Lines of data
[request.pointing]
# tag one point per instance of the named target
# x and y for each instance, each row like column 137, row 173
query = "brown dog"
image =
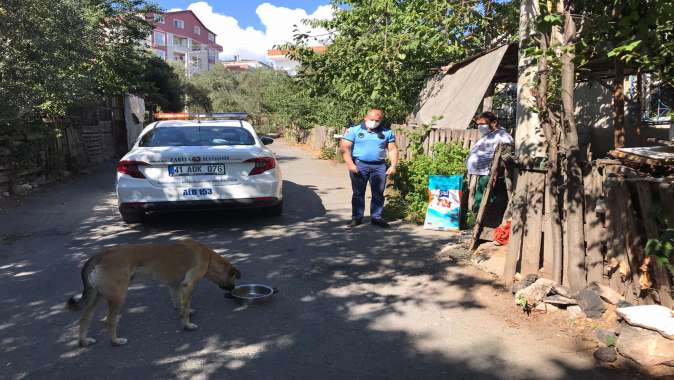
column 179, row 265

## DIRECTIVE
Reproduce the lines of data above verbatim for every entry, leaving out the pictures.

## PROBLEM SOLUTION
[request.pointing]
# tag one point per instance of the named target
# x and y for each instance, each row like column 137, row 173
query = "brown dog"
image =
column 179, row 265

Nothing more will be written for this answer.